> [What the exercise asks]:
Transcribe each line below without altering anything.

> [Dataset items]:
####

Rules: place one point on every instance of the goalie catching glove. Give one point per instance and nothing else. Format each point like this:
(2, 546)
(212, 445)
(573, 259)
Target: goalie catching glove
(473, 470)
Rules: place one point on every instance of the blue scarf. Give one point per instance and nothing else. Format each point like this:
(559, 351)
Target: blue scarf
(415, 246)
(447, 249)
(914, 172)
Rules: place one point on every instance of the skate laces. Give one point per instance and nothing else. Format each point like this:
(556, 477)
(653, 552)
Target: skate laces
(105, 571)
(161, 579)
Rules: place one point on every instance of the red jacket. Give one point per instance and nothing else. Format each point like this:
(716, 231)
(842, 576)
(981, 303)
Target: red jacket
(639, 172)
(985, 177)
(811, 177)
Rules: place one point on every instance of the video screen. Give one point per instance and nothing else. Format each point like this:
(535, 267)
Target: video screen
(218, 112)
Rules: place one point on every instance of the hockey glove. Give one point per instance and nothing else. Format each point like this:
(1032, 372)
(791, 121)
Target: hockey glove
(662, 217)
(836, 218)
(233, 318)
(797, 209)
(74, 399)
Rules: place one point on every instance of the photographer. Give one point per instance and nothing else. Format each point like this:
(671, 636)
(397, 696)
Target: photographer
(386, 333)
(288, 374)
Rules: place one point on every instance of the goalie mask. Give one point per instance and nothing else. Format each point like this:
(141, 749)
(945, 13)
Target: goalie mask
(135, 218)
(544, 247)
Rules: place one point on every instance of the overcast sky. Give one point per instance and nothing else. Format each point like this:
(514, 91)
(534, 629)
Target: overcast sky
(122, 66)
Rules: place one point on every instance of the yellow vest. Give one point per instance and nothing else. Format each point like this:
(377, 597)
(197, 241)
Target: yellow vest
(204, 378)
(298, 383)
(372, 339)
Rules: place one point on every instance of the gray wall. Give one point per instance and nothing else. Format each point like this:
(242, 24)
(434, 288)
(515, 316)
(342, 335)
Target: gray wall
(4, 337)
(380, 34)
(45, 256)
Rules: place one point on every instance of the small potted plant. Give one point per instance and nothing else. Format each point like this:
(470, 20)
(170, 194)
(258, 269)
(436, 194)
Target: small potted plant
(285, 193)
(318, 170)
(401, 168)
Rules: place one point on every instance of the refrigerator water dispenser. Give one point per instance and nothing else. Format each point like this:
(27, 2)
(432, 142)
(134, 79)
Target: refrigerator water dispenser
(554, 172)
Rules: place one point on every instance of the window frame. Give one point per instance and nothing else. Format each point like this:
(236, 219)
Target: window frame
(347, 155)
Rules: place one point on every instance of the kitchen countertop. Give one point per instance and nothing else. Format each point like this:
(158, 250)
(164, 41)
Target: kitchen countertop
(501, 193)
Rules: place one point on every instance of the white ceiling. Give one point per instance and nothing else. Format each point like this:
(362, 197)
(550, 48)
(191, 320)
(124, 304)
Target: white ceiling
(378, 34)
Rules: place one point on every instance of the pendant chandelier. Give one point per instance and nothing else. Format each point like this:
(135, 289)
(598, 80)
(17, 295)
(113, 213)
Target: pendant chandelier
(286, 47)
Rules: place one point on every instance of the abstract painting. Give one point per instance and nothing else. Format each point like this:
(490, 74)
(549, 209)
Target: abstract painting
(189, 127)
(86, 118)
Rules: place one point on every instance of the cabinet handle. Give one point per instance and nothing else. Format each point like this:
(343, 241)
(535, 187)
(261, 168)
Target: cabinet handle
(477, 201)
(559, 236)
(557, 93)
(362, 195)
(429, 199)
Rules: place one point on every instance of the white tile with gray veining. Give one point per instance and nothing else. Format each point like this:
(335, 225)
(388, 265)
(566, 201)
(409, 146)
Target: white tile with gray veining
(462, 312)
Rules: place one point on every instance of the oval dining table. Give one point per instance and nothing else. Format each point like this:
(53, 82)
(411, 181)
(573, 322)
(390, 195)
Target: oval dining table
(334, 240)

####

> [Problem solution]:
Rules: place one point on every instance of the goalie catching glove. Give one point per instance and nothing else. Format each point like this:
(2, 546)
(212, 445)
(573, 259)
Target: goalie catching glove
(473, 470)
Rules: place one point on every instance of the blue scarf. Give one point per instance and nothing else. Format each point like this:
(559, 351)
Target: blue scarf
(415, 246)
(447, 249)
(914, 172)
Rules: place one point on every instance of the skate laces. Give one point per instance and nothing else. Format each point like this:
(556, 477)
(653, 552)
Target: skate laces
(105, 571)
(161, 579)
Rules: place one point on every instance of the red jacket. Give one point per instance and nothing else. Format each point like this:
(716, 231)
(842, 576)
(981, 303)
Target: red jacket
(639, 172)
(985, 177)
(811, 177)
Rules: place one point on every instance of the video screen. Give one point per instance and nothing else. Format each point like this:
(535, 267)
Target: video screen
(218, 112)
Rules: place one point on every instance of the hockey glove. Give one point per instance and nothing else. Format each point like this:
(1032, 372)
(791, 121)
Target: hockey glove
(662, 217)
(836, 218)
(233, 318)
(797, 209)
(74, 399)
Rules: place one point on every instance of the photographer. Give one point per instance and nothing else. Format each point like this:
(671, 636)
(397, 696)
Target: photographer
(386, 333)
(288, 374)
Rules: place one point on every instance of the goalie mask. Give one point per instance and nothing else. Format each point like this:
(141, 749)
(945, 13)
Target: goalie mask
(135, 218)
(544, 247)
Rules: place one point on every instance of the overcast sky. Give one point per instance and nothing else. Format each point like this:
(514, 91)
(534, 629)
Target: overcast sky
(122, 66)
Rules: place one point on every instance of the yellow vest. Give one point per instance and nothing else. Format each point like this:
(377, 597)
(197, 241)
Target: yellow vest
(204, 378)
(298, 383)
(372, 339)
Rules: place one point on every instance of the gray wall. Give one point per instance and nothing else. Format each point like this:
(242, 24)
(434, 288)
(515, 316)
(342, 335)
Target: gray wall
(4, 337)
(380, 34)
(45, 256)
Rules: place one point on every instance of the small potted plant. Give one point per instance and nothing else. Format each point like this:
(470, 20)
(170, 194)
(258, 269)
(436, 194)
Target: small potted plant
(285, 193)
(318, 170)
(401, 168)
Rules: place one point on every instance of the refrigerator water dispenser. Give one point per instance and nothing else. Format each point like this:
(27, 2)
(432, 142)
(134, 79)
Target: refrigerator water dispenser
(554, 172)
Rules: place one point on every instance of the window frame. Give one point per instance and nothing else. Format each point like this:
(236, 219)
Target: window frame
(347, 155)
Rules: place one point on every instance of the kitchen countertop. Give one point per instance and nothing else. Format each point like this:
(158, 250)
(164, 41)
Target: kitchen countertop
(501, 193)
Rules: place one point on every instance of the white ceiling. Give one point per instance and nothing else. Format each point like this:
(362, 197)
(550, 48)
(191, 320)
(124, 304)
Target: white ceiling
(378, 34)
Rules: place one point on every instance of the pendant chandelier. Give one point per instance and nothing else. Format each point like this:
(135, 289)
(598, 80)
(17, 295)
(113, 213)
Target: pendant chandelier
(286, 47)
Rules: place one point on every instance of the abstract painting. Give one point per instance and nothing else. Format each point like this:
(490, 74)
(549, 209)
Target: abstract painting
(189, 127)
(86, 118)
Rules: place one point on every instance of the cabinet handle. Give one point per instance and nothing else. Format each point like this:
(343, 241)
(535, 187)
(261, 168)
Target: cabinet handle
(477, 201)
(559, 236)
(557, 93)
(362, 195)
(429, 199)
Rules: place one point on every instance of the white tile with gray veining. Give one point per instance and nothing else. Format each point like this:
(335, 225)
(388, 265)
(566, 201)
(409, 146)
Target: white tile with gray veining
(462, 312)
Rules: place one point on every instance of the oval dining table. Give one point per instance and nothing else. Format each point like this:
(53, 82)
(411, 181)
(573, 322)
(390, 195)
Target: oval dining table
(334, 240)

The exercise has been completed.